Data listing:
__________
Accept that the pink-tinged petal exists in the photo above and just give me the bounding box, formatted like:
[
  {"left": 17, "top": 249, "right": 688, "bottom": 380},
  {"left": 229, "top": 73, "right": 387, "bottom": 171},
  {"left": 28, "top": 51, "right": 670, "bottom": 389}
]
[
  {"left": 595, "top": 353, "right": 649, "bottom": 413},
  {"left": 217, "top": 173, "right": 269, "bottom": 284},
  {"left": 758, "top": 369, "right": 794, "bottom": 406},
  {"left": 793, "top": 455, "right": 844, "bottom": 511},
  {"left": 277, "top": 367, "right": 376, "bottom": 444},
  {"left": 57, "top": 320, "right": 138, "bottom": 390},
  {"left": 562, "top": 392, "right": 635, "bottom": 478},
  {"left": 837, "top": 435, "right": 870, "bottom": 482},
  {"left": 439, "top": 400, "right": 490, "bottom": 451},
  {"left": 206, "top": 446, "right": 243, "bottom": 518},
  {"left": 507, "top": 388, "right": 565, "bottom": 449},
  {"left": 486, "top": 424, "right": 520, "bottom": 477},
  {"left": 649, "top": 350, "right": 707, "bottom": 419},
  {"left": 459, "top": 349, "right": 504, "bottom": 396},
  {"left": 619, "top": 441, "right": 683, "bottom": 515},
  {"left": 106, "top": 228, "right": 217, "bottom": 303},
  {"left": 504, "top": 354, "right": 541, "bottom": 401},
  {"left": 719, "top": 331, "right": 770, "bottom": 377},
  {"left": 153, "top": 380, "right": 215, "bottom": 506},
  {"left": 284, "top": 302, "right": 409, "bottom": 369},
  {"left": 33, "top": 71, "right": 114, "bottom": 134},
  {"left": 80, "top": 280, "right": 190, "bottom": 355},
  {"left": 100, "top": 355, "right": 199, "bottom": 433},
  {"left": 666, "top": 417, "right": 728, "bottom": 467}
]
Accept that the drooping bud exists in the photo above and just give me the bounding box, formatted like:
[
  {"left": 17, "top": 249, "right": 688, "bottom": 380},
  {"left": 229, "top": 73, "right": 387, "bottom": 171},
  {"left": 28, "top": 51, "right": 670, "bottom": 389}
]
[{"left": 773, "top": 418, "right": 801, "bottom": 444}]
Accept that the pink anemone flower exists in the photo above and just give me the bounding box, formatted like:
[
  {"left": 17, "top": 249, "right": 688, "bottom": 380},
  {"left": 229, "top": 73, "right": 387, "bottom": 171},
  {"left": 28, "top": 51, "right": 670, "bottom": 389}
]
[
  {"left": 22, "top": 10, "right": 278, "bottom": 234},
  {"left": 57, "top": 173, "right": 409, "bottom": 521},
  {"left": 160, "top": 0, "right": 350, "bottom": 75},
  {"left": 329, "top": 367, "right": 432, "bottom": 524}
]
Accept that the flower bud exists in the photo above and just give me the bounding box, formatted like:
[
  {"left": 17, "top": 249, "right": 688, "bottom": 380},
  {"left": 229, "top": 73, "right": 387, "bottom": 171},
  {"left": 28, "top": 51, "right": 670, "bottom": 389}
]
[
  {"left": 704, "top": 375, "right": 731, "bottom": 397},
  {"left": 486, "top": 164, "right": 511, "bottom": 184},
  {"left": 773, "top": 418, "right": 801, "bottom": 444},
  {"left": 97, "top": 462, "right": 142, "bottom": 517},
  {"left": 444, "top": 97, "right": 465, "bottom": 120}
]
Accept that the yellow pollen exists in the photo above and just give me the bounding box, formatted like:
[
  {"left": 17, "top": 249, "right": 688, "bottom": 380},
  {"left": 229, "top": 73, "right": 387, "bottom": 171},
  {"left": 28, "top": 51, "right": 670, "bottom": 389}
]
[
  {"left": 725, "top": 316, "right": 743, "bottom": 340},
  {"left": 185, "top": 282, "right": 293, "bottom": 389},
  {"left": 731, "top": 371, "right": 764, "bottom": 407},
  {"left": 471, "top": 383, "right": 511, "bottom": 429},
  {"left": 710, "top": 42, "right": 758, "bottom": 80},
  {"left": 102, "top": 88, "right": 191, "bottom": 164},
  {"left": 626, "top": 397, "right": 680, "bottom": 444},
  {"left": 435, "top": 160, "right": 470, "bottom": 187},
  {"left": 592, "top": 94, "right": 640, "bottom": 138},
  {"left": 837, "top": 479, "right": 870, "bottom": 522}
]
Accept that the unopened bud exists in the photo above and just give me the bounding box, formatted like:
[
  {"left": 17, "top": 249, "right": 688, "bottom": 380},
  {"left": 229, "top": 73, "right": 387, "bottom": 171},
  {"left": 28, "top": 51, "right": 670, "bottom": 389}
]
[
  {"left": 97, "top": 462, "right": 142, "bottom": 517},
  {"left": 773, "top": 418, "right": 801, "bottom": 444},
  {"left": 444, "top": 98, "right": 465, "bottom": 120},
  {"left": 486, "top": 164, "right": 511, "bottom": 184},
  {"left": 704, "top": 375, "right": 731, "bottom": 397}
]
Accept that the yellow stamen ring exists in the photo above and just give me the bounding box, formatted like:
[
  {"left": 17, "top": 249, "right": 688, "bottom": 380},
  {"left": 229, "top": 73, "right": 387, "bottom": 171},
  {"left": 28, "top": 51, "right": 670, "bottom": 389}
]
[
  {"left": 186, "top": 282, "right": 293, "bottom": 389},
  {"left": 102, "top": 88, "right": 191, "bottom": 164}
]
__________
What you have to do:
Render every one of the rows above as a numbered list, omitting any blank lines.

Written solution:
1. Accept that the pink-tinged petal exists in the photo above and just give me the bounding box, formatted like:
2. [
3.   {"left": 17, "top": 249, "right": 688, "bottom": 380},
4.   {"left": 229, "top": 73, "right": 387, "bottom": 171},
5.   {"left": 28, "top": 51, "right": 670, "bottom": 389}
6. ]
7. [
8.   {"left": 595, "top": 353, "right": 649, "bottom": 413},
9.   {"left": 217, "top": 173, "right": 269, "bottom": 284},
10.   {"left": 758, "top": 369, "right": 794, "bottom": 406},
11.   {"left": 793, "top": 455, "right": 844, "bottom": 511},
12.   {"left": 277, "top": 367, "right": 376, "bottom": 444},
13.   {"left": 57, "top": 320, "right": 138, "bottom": 390},
14.   {"left": 562, "top": 392, "right": 635, "bottom": 478},
15.   {"left": 837, "top": 435, "right": 870, "bottom": 482},
16.   {"left": 439, "top": 400, "right": 490, "bottom": 451},
17.   {"left": 206, "top": 446, "right": 243, "bottom": 518},
18.   {"left": 507, "top": 388, "right": 565, "bottom": 449},
19.   {"left": 486, "top": 424, "right": 520, "bottom": 477},
20.   {"left": 649, "top": 350, "right": 707, "bottom": 419},
21.   {"left": 459, "top": 349, "right": 504, "bottom": 396},
22.   {"left": 619, "top": 441, "right": 683, "bottom": 515},
23.   {"left": 106, "top": 228, "right": 217, "bottom": 303},
24.   {"left": 504, "top": 354, "right": 541, "bottom": 401},
25.   {"left": 719, "top": 331, "right": 770, "bottom": 377},
26.   {"left": 153, "top": 380, "right": 215, "bottom": 506},
27.   {"left": 284, "top": 302, "right": 409, "bottom": 369},
28.   {"left": 33, "top": 71, "right": 114, "bottom": 134},
29.   {"left": 80, "top": 280, "right": 190, "bottom": 355},
30.   {"left": 100, "top": 355, "right": 199, "bottom": 433},
31.   {"left": 666, "top": 417, "right": 728, "bottom": 467}
32. ]
33. Accept that the drooping bud exists in the photo above and just give me the bounding box, formatted like:
34. [
35.   {"left": 17, "top": 249, "right": 688, "bottom": 380},
36.   {"left": 229, "top": 73, "right": 387, "bottom": 171},
37.   {"left": 28, "top": 51, "right": 670, "bottom": 389}
38. ]
39. [{"left": 773, "top": 418, "right": 801, "bottom": 444}]
40. Accept that the pink anemone flower exists in the photo above and just give me the bounding box, formatted like:
41. [
42.   {"left": 17, "top": 249, "right": 688, "bottom": 380},
43.   {"left": 229, "top": 73, "right": 387, "bottom": 171},
44.   {"left": 28, "top": 51, "right": 670, "bottom": 389}
45. ]
46. [
47.   {"left": 22, "top": 10, "right": 278, "bottom": 234},
48.   {"left": 57, "top": 173, "right": 409, "bottom": 521},
49.   {"left": 160, "top": 0, "right": 350, "bottom": 75},
50.   {"left": 329, "top": 367, "right": 432, "bottom": 524}
51. ]
52. Accept that the flower bud exists in the photo above and just give me the bounding box, formatted like:
53. [
54.   {"left": 17, "top": 249, "right": 688, "bottom": 380},
55.   {"left": 229, "top": 73, "right": 387, "bottom": 171},
56.   {"left": 28, "top": 51, "right": 670, "bottom": 389}
57. ]
58. [
59.   {"left": 704, "top": 375, "right": 731, "bottom": 397},
60.   {"left": 486, "top": 164, "right": 511, "bottom": 184},
61.   {"left": 773, "top": 418, "right": 801, "bottom": 444},
62.   {"left": 97, "top": 462, "right": 142, "bottom": 517},
63.   {"left": 444, "top": 97, "right": 465, "bottom": 120}
64. ]
65. Accept that the yellow pollen exists in the photo above and just give me the bounding box, formatted like:
66. [
67.   {"left": 17, "top": 249, "right": 688, "bottom": 380},
68.   {"left": 229, "top": 73, "right": 387, "bottom": 171},
69.   {"left": 28, "top": 51, "right": 670, "bottom": 389}
70. ]
71. [
72.   {"left": 725, "top": 316, "right": 743, "bottom": 340},
73.   {"left": 185, "top": 282, "right": 293, "bottom": 389},
74.   {"left": 731, "top": 371, "right": 764, "bottom": 407},
75.   {"left": 471, "top": 383, "right": 511, "bottom": 429},
76.   {"left": 710, "top": 42, "right": 758, "bottom": 80},
77.   {"left": 102, "top": 88, "right": 191, "bottom": 164},
78.   {"left": 626, "top": 397, "right": 680, "bottom": 444},
79.   {"left": 435, "top": 160, "right": 470, "bottom": 187},
80.   {"left": 592, "top": 94, "right": 640, "bottom": 138},
81.   {"left": 837, "top": 479, "right": 870, "bottom": 522}
82. ]
83. Accept that the unopened bud exists in the photo above and just give me the bounding box, formatted like:
84. [
85.   {"left": 17, "top": 249, "right": 688, "bottom": 380},
86.   {"left": 229, "top": 73, "right": 387, "bottom": 171},
87.   {"left": 28, "top": 51, "right": 670, "bottom": 389}
88. ]
89. [
90.   {"left": 97, "top": 462, "right": 142, "bottom": 517},
91.   {"left": 773, "top": 418, "right": 801, "bottom": 444},
92.   {"left": 444, "top": 98, "right": 465, "bottom": 120},
93.   {"left": 486, "top": 164, "right": 511, "bottom": 184},
94.   {"left": 704, "top": 375, "right": 731, "bottom": 397}
95. ]
96. Accept that the yellow stamen ring exists in the photo above and just give me the bounding box, formatted like:
97. [
98.   {"left": 17, "top": 249, "right": 688, "bottom": 380},
99.   {"left": 229, "top": 73, "right": 387, "bottom": 171},
100.   {"left": 28, "top": 51, "right": 670, "bottom": 389}
101. ]
102. [
103.   {"left": 186, "top": 282, "right": 293, "bottom": 389},
104.   {"left": 102, "top": 88, "right": 191, "bottom": 164}
105. ]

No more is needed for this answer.